* BEGIN *

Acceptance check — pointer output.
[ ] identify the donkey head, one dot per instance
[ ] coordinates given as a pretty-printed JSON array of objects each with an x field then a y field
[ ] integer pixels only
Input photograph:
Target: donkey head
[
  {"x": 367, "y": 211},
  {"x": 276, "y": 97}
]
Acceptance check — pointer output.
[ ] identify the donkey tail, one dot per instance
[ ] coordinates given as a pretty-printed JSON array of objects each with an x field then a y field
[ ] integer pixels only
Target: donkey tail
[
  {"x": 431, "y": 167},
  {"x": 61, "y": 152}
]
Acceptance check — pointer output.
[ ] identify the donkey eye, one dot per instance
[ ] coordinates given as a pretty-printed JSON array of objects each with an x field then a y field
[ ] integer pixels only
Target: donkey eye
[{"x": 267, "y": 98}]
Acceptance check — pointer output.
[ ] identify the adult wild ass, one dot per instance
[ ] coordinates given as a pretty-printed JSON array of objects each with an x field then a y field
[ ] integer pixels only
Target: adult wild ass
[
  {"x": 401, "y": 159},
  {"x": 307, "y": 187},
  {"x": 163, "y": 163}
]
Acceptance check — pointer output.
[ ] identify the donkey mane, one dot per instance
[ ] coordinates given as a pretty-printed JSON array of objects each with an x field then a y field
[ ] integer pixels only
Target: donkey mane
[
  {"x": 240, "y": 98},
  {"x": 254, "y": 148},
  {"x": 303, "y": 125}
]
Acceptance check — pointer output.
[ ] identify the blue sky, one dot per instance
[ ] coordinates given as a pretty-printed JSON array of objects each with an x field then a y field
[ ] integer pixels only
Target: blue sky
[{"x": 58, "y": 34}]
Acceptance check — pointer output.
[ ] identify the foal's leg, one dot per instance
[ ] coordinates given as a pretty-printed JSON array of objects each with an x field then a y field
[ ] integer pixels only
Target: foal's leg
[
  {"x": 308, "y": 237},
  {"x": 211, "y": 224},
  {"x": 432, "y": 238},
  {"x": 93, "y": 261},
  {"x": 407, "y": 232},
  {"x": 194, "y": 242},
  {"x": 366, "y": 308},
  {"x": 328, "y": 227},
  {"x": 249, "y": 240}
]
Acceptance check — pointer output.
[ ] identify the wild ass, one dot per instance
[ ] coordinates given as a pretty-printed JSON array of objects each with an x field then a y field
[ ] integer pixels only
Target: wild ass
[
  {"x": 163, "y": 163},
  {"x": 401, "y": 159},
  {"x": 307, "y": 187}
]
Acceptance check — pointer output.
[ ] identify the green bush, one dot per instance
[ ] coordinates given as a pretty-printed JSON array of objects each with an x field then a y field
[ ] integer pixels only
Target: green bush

* END *

- [Stated goal] Repeat the entries exactly, all of them.

- [The completed task]
Acceptance check — pointer output.
[ ] identify the donkey head, one dot per instance
[ ] coordinates given as a pretty-printed JSON array of objects each with an x field then a y field
[ ] integer pixels only
Input photograph:
Target: donkey head
[
  {"x": 367, "y": 211},
  {"x": 276, "y": 97}
]
Acceptance check — pointer output.
[ ] identify the donkey tail, one dot per instance
[ ] coordinates given as a pretty-printed JSON array of objects each with an x field then a y field
[ ] integer pixels only
Target: donkey tail
[
  {"x": 431, "y": 167},
  {"x": 61, "y": 152}
]
Acceptance check — pointer output.
[ ] identify the donkey eye, one dot per instance
[ ] coordinates given as a pretty-printed JSON array of objects each with an x field then a y field
[ ] integer pixels only
Target: donkey eye
[{"x": 267, "y": 98}]
Acceptance check — pointer output.
[ ] identify the adult wild ass, one dot per instance
[ ] coordinates given as a pretty-printed JSON array of objects each with an x field then a y field
[ ] integer pixels only
Target: adult wild ass
[
  {"x": 401, "y": 159},
  {"x": 307, "y": 187},
  {"x": 163, "y": 163}
]
Acceptance check — pointer output.
[ ] identify the donkey mane, one dot per instance
[ ] coordinates given as a pretty-printed JSON array of objects each with an x field then a y field
[ ] integer pixels only
Target: donkey mane
[
  {"x": 240, "y": 98},
  {"x": 254, "y": 148},
  {"x": 303, "y": 125}
]
Acceptance check — pointer output.
[ ] identify the blue sky, one dot per instance
[ ] coordinates given as a pretty-printed JSON array of objects each with an x field then a y field
[ ] integer pixels only
Target: blue sky
[{"x": 58, "y": 34}]
Acceptance check — pointer output.
[ ] identify the foal's leg, one dot per instance
[ ] coordinates given as a pretty-printed JSON array of objects each with an x field then a y field
[ ] integer pixels only
Target: foal's leg
[
  {"x": 308, "y": 237},
  {"x": 211, "y": 224},
  {"x": 432, "y": 238},
  {"x": 93, "y": 261},
  {"x": 407, "y": 232},
  {"x": 194, "y": 242},
  {"x": 366, "y": 308},
  {"x": 328, "y": 227},
  {"x": 249, "y": 240}
]
Acceptance check — pointer output.
[ ] identify the wild ass, one dot per instance
[ ] coordinates given as a pretty-printed JSON array of objects each with an x field then a y field
[ ] integer pixels only
Target: wild ass
[
  {"x": 163, "y": 163},
  {"x": 401, "y": 159},
  {"x": 307, "y": 187}
]
Acceptance check — pointer output.
[ ] identify the green bush, one dot per instance
[ ] coordinates given as a pretty-printed JSON array of objects each with an x field then a y field
[ ] integer pixels only
Target: green bush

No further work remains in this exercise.